## Task goal
Give the line containing "In this picture, where can the blonde woman's earring" again, exactly, along with all later lines of the entries, through the last one.

## Saved entries
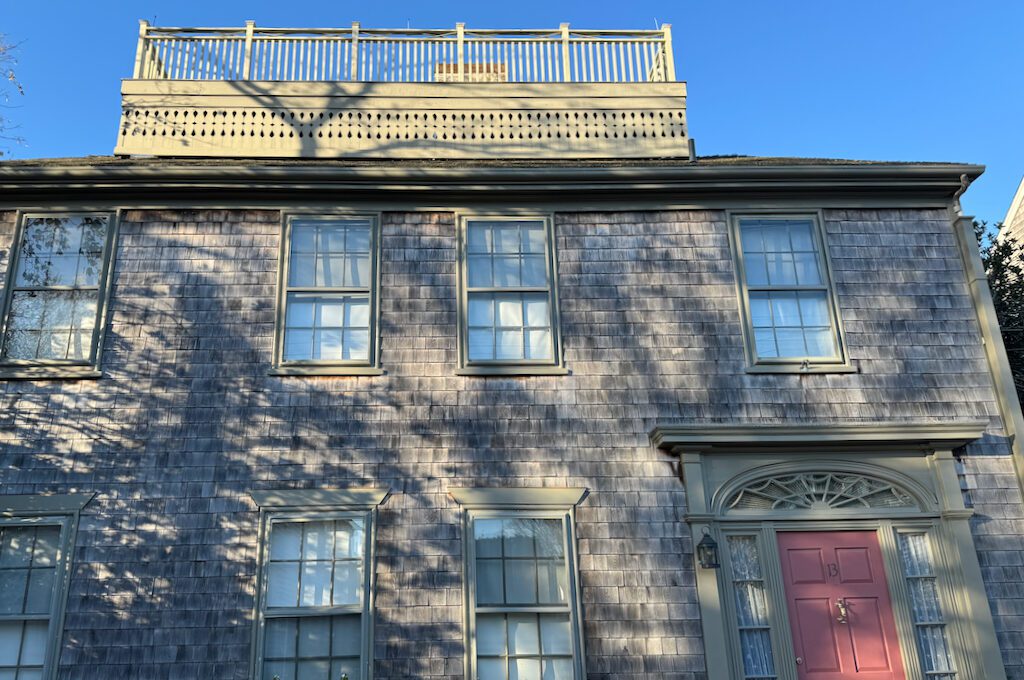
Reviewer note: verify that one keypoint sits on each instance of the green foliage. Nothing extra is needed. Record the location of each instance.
(1004, 262)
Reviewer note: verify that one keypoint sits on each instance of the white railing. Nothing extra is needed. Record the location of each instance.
(404, 55)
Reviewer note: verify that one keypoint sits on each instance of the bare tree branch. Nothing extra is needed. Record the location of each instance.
(10, 86)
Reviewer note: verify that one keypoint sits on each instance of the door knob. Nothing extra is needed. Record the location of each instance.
(843, 610)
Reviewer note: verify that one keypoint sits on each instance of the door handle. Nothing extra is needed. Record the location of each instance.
(843, 609)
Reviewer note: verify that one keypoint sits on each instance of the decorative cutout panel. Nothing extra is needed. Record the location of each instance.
(819, 491)
(425, 123)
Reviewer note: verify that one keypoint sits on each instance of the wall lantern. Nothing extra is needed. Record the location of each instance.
(708, 551)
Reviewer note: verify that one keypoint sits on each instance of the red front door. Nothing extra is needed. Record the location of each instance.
(839, 604)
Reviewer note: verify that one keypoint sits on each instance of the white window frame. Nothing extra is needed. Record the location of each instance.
(312, 506)
(554, 366)
(55, 510)
(368, 367)
(839, 364)
(523, 504)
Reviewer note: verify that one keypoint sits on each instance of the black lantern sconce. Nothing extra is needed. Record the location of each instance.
(708, 551)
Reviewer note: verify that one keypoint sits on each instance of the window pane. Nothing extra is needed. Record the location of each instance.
(40, 590)
(523, 634)
(357, 240)
(357, 271)
(44, 551)
(756, 269)
(814, 308)
(487, 534)
(13, 584)
(509, 344)
(327, 345)
(357, 310)
(332, 312)
(345, 667)
(491, 669)
(283, 670)
(479, 239)
(555, 636)
(520, 582)
(539, 344)
(506, 239)
(313, 670)
(346, 636)
(315, 590)
(347, 583)
(491, 635)
(765, 343)
(348, 538)
(509, 309)
(314, 637)
(302, 270)
(303, 239)
(27, 310)
(538, 311)
(283, 585)
(807, 268)
(524, 669)
(820, 342)
(317, 541)
(534, 239)
(481, 310)
(518, 536)
(761, 309)
(534, 270)
(280, 638)
(481, 343)
(479, 271)
(298, 345)
(558, 669)
(550, 538)
(781, 270)
(752, 238)
(286, 541)
(506, 270)
(791, 342)
(800, 236)
(776, 238)
(489, 585)
(10, 642)
(552, 587)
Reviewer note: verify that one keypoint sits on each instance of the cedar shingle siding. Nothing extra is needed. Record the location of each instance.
(186, 421)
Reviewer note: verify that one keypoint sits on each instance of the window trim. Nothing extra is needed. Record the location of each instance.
(555, 366)
(316, 505)
(372, 366)
(60, 369)
(798, 365)
(538, 504)
(50, 510)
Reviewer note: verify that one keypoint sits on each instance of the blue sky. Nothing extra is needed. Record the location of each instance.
(898, 80)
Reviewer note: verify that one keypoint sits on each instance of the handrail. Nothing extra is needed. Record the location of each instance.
(518, 55)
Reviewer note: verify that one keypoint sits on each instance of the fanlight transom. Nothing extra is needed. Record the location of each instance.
(819, 491)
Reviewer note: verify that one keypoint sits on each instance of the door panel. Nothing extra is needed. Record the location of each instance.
(840, 610)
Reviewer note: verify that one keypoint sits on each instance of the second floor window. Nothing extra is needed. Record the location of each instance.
(510, 302)
(329, 293)
(55, 297)
(313, 606)
(791, 317)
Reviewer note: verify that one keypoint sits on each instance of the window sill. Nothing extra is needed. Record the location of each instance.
(512, 371)
(52, 372)
(326, 371)
(799, 369)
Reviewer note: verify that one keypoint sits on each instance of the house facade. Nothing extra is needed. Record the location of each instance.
(440, 354)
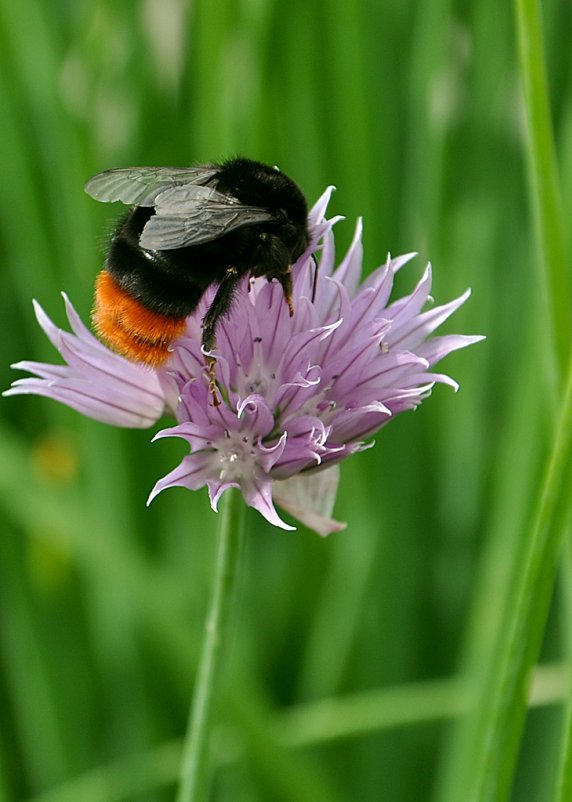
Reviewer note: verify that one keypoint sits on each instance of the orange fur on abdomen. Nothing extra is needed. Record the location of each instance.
(129, 328)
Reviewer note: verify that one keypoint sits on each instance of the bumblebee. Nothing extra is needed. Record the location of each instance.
(191, 228)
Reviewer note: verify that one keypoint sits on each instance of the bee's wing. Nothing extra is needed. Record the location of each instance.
(140, 186)
(190, 215)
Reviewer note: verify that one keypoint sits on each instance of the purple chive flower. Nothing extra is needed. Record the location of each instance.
(299, 394)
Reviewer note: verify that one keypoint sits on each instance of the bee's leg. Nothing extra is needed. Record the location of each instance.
(218, 308)
(285, 279)
(315, 280)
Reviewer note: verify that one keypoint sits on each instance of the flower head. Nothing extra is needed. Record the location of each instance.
(299, 394)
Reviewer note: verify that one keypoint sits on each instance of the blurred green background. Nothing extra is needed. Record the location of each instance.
(414, 111)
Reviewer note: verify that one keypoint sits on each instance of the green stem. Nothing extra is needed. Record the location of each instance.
(544, 175)
(193, 785)
(503, 707)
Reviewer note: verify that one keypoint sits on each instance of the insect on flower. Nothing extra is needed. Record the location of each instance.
(298, 394)
(189, 229)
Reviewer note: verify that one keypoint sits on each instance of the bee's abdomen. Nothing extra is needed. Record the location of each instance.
(129, 328)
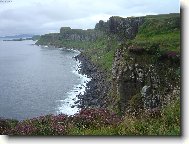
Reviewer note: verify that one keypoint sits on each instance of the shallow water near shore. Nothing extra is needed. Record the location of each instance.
(36, 80)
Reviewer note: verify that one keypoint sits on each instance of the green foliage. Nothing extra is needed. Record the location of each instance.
(167, 124)
(102, 122)
(160, 30)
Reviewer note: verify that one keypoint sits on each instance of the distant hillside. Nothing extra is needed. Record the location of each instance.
(135, 67)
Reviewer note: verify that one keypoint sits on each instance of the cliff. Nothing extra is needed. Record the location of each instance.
(135, 88)
(140, 56)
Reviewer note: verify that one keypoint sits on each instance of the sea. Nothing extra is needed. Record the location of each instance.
(38, 80)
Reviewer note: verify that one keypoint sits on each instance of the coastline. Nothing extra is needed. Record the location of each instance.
(91, 92)
(95, 95)
(95, 89)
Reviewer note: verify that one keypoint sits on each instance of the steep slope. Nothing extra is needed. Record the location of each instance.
(140, 57)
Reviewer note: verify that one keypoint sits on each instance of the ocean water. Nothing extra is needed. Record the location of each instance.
(36, 80)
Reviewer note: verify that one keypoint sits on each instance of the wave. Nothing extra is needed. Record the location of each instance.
(68, 106)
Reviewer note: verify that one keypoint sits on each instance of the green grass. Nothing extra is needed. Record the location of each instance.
(89, 123)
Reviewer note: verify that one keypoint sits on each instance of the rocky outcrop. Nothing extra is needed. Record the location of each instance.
(97, 89)
(123, 27)
(67, 33)
(143, 75)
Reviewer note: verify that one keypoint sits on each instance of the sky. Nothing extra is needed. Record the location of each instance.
(47, 16)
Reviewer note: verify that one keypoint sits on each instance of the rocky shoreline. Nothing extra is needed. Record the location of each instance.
(95, 95)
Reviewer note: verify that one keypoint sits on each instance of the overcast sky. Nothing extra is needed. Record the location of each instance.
(44, 16)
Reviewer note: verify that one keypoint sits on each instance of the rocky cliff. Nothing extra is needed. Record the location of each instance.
(140, 56)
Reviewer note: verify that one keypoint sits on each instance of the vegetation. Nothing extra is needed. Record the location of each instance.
(100, 122)
(158, 36)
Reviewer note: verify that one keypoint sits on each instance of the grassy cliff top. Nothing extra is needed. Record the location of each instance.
(160, 30)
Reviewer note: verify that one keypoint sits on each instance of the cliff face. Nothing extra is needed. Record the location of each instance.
(67, 33)
(123, 27)
(143, 80)
(142, 55)
(146, 70)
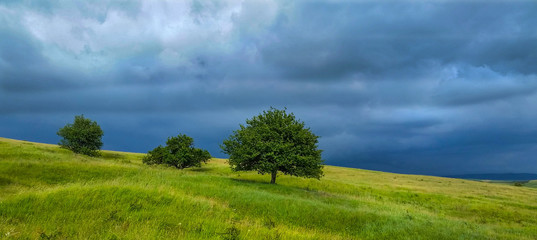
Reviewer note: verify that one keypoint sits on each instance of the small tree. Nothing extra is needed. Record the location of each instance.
(178, 152)
(274, 141)
(83, 136)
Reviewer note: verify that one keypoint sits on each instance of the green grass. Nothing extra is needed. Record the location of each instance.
(50, 193)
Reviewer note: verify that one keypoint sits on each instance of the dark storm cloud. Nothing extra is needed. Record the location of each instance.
(434, 87)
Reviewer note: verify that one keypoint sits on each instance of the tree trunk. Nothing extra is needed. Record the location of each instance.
(273, 179)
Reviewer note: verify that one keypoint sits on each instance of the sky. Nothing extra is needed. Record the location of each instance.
(420, 87)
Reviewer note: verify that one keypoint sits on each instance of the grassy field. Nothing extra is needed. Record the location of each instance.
(50, 193)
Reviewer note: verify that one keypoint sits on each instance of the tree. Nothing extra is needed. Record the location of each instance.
(178, 152)
(83, 136)
(274, 141)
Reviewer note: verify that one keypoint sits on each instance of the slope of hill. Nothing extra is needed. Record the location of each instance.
(50, 193)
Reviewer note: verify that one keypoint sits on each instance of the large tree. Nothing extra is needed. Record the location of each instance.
(179, 152)
(274, 141)
(82, 136)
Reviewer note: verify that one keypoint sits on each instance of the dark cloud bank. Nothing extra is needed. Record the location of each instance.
(426, 87)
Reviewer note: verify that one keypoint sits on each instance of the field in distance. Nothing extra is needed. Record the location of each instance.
(50, 193)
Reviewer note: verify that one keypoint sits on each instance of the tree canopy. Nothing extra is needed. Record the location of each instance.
(82, 136)
(179, 152)
(274, 141)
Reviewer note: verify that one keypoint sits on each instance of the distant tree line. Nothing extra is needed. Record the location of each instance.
(274, 141)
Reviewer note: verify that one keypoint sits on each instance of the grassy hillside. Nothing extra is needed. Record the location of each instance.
(50, 193)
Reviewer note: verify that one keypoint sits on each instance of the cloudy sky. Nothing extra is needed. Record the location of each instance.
(424, 87)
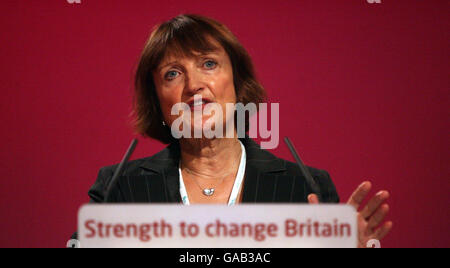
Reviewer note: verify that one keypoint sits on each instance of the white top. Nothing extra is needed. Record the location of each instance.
(236, 186)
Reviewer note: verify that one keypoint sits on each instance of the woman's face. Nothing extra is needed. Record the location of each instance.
(209, 75)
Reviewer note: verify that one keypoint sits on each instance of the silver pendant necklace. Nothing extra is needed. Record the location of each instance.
(207, 191)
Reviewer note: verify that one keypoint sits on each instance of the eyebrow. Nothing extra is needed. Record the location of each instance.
(216, 51)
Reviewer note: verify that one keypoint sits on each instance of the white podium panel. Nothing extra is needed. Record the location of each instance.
(217, 226)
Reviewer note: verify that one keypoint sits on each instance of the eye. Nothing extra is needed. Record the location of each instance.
(170, 75)
(210, 64)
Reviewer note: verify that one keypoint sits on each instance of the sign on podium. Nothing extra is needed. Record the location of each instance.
(217, 226)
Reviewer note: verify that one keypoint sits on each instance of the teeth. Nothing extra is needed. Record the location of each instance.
(199, 102)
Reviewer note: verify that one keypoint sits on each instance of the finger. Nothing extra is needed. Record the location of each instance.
(383, 230)
(374, 203)
(359, 194)
(313, 199)
(378, 216)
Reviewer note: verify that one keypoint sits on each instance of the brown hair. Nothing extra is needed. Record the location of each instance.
(181, 36)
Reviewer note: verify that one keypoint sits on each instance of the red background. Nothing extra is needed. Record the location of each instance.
(363, 92)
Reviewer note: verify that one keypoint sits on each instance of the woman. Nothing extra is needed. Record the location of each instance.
(192, 55)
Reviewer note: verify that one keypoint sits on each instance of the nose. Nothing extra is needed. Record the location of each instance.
(194, 82)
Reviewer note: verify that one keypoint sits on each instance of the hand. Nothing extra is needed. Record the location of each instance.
(370, 216)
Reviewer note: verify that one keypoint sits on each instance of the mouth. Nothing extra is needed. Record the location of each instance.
(198, 103)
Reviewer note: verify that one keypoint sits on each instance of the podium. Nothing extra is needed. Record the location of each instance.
(217, 226)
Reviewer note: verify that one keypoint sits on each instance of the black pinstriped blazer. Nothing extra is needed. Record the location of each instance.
(267, 179)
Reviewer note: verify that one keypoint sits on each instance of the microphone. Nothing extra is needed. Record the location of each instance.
(118, 171)
(309, 179)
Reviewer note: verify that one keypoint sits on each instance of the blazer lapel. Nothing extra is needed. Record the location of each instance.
(264, 180)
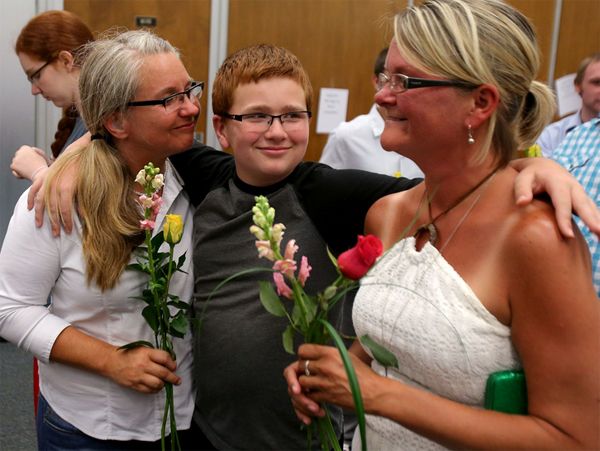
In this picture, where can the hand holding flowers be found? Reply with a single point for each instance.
(308, 315)
(165, 313)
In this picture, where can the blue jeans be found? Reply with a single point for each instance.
(56, 434)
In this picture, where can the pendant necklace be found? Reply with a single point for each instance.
(430, 229)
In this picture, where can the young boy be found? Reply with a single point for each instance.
(262, 100)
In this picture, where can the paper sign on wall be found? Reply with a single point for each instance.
(566, 96)
(333, 104)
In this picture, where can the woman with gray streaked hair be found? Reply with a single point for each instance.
(94, 395)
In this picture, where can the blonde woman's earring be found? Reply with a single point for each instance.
(470, 138)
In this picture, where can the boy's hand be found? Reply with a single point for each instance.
(539, 175)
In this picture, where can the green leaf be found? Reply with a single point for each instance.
(149, 314)
(135, 344)
(138, 267)
(311, 307)
(288, 339)
(382, 355)
(333, 260)
(179, 304)
(270, 300)
(352, 381)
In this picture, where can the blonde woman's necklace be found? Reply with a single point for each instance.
(429, 228)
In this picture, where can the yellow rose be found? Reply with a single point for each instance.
(173, 229)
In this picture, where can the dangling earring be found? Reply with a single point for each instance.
(470, 138)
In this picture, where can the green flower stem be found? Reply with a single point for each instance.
(298, 291)
(152, 273)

## Answer space
In this picture, where can the blonde woman's earring be found? Reply with a single point for each instance.
(470, 138)
In this picture, where can the boy's hand be found? Reply with a single point for each instance.
(539, 175)
In this picture, where can the green leaf be found? Reply with a single point for each instance.
(149, 314)
(135, 344)
(138, 267)
(311, 307)
(288, 339)
(382, 355)
(333, 260)
(179, 304)
(270, 300)
(352, 381)
In this picture, where can the blonde woman's necklace be found? Reply with a single point for each instance.
(429, 228)
In this picture, where can the yellow rose be found? Reply with a single point for each instance.
(173, 229)
In this picture, where can the dangling earring be found? Reply with a single point for each instance.
(470, 138)
In this picture, where can the green flower stem be found? Reply with a single point for each instance.
(298, 291)
(152, 273)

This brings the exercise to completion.